■ Passage given
····················
For the past couple of years 970 has been doing all they can to drive me, a loyal listener since the late 80's, away from their frequency.

1. No "live and local" shows outside of morning and afternoon drive.

2. Terrible syndicated fare. Beck the melodrama king, the shell-of-his-former-self Limbaugh, the truly God-awful Hannity, etc.

3. Branding themselves "FoxNewsRadio" about 2-3 years after it was considered hip, if it ever was considered hip.

4. The news! What made me tune back when I flipped to some music, top and bottom of every hour. Now both newscasts are dominated with the worst radio news I have ever heard: Fox News.

Typical Fox News broadcast...

Fox Anchor: Trouble at the pumps!

Soundbite: We're having trouble at the pumps.

Fox Anchor goes through almost a sentence before succumbing to the urge to play another useless soundbite that adds nothing to the story, then repeats the process.

Then of course they have to throw in one of their catchphrases, either "We Report, You Decide" or "Fair and Balanced" because they don't have the integrity to just say "This is Fox News" and leave it at that as so many of their network radio news brethren have done before.

I started listening to 970 in my teens, so don't tell me that the young folks don't want to know what's going on around them. What's driving them away from newsradio are the same things that are driving me away.
 
AMandFM said:
For the past couple of years 970 has been doing all they can to drive me, a loyal listener since the late 80's, away from their frequency.

1. No "live and local" shows outside of morning and afternoon drive.
····················
■ Task inputs
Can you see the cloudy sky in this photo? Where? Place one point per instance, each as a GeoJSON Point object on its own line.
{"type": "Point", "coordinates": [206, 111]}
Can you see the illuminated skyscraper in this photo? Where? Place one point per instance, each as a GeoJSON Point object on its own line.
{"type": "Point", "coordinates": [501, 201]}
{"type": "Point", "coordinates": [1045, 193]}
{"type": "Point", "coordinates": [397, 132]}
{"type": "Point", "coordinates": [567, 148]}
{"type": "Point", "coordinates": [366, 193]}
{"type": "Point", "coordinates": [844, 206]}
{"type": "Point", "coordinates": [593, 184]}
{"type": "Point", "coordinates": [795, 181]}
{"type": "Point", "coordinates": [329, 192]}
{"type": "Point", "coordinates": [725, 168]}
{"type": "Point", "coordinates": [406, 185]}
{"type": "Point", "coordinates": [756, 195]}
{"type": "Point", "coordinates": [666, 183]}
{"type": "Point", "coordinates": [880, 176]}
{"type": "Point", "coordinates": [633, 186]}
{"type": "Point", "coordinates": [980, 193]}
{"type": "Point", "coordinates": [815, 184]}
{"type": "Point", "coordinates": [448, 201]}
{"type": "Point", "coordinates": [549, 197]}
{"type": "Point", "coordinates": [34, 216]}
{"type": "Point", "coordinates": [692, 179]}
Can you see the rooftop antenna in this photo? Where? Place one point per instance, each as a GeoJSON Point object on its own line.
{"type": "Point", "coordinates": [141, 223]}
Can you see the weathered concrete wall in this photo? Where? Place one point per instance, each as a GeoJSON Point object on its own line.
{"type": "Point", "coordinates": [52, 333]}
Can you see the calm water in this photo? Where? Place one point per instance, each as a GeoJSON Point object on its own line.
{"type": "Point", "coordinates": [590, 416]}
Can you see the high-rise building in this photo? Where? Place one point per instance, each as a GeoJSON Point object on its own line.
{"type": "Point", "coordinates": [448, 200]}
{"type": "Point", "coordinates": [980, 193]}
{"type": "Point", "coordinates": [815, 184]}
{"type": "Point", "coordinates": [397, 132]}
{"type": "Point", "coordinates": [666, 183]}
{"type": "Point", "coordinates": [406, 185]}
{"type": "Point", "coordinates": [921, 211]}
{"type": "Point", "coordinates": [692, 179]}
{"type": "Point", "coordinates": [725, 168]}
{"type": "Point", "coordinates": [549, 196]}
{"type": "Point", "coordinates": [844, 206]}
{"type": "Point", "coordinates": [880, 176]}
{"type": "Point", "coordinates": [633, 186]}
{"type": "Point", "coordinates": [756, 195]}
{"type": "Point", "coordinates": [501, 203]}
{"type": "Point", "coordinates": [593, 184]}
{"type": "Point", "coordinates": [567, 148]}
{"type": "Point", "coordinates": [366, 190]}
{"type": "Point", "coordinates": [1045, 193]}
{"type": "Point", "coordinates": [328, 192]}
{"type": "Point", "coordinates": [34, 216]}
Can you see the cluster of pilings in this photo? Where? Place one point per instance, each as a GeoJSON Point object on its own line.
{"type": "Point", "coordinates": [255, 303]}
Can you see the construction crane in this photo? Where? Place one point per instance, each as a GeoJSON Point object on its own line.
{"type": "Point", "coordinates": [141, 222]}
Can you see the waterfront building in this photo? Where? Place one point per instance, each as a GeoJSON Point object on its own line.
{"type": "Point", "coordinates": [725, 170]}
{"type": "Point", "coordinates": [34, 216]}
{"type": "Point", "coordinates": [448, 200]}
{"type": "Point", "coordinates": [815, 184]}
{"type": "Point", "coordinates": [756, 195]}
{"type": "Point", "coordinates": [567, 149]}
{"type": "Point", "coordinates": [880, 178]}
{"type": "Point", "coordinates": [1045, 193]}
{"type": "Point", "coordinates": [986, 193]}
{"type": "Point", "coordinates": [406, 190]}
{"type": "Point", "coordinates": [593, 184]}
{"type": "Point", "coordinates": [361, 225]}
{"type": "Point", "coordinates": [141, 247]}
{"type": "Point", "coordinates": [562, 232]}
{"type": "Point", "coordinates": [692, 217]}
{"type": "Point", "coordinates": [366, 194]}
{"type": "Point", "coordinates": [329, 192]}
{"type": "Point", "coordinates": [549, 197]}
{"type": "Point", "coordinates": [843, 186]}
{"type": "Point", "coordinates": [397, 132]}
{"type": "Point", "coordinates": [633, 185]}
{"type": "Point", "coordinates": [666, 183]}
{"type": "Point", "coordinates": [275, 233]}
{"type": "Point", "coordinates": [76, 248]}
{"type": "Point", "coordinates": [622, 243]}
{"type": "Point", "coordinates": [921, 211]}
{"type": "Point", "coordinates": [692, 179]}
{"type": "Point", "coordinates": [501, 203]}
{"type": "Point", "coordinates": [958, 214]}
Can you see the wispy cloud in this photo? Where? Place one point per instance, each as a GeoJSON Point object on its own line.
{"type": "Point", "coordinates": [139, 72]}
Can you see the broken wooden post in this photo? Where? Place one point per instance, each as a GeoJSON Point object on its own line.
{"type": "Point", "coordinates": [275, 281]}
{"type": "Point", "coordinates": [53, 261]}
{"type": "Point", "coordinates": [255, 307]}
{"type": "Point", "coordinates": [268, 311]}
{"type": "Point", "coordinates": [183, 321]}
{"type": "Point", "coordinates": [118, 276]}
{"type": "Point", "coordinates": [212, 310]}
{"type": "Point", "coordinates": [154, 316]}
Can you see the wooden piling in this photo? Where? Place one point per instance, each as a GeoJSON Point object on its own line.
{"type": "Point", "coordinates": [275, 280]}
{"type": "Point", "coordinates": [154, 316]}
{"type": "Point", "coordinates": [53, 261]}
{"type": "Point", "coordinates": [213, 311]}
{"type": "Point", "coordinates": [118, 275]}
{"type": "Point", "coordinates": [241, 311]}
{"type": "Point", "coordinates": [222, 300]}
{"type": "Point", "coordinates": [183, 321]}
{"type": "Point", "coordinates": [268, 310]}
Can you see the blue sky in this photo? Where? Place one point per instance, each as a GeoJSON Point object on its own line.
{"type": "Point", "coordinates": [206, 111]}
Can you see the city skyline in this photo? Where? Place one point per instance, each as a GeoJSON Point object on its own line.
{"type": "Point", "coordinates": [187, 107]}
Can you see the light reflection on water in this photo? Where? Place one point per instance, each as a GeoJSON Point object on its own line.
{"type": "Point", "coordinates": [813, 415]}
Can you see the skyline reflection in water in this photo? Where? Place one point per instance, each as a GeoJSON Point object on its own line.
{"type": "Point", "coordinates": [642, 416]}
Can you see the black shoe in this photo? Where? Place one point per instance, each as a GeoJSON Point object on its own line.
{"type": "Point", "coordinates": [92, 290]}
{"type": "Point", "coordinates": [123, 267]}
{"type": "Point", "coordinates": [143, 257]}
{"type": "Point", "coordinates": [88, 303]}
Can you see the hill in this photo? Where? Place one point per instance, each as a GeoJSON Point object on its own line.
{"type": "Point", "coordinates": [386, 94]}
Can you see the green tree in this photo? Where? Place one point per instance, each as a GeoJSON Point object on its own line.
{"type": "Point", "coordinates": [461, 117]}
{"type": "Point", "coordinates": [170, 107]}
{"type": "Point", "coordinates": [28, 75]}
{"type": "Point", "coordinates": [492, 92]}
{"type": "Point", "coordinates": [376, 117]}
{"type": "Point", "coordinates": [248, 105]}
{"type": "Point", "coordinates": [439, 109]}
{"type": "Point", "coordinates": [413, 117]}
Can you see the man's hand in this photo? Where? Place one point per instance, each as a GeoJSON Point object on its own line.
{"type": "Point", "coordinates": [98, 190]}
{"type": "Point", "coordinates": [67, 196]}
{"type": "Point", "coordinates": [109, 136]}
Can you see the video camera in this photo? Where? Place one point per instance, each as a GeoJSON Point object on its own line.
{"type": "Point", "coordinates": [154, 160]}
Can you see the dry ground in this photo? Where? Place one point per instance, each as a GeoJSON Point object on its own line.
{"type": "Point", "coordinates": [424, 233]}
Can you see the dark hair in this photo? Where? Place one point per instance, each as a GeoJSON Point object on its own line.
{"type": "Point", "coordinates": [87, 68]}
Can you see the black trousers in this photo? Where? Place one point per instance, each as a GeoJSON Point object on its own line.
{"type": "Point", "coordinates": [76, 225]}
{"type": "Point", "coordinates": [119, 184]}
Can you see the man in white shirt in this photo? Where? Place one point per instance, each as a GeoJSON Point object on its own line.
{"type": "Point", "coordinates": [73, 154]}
····················
■ Goal 1
Reproduce the part of the forum post about 970 between "4. The news!" and "at the pumps.", inclusive.
■ Goal 2
Transcribe the records from the line containing "Can you see the dark" through the last line of the records, both included.

■ Expected output 1
4. The news! What made me tune back when I flipped to some music, top and bottom of every hour. Now both newscasts are dominated with the worst radio news I have ever heard: Fox News.

Typical Fox News broadcast...

Fox Anchor: Trouble at the pumps!

Soundbite: We're having trouble at the pumps.

■ Expected output 2
Can you see the dark hair in this photo? Where? Place one point per instance, each as a GeoJSON Point object on its own line.
{"type": "Point", "coordinates": [87, 68]}
Can you see the black trousers in this photo? Where? Place one point per instance, each as a GeoJSON Point object on its own line.
{"type": "Point", "coordinates": [76, 225]}
{"type": "Point", "coordinates": [119, 184]}
Can you see the man in white shirt in this photo? Where? Place one point per instance, each as a GeoJSON Point object on its own line.
{"type": "Point", "coordinates": [73, 154]}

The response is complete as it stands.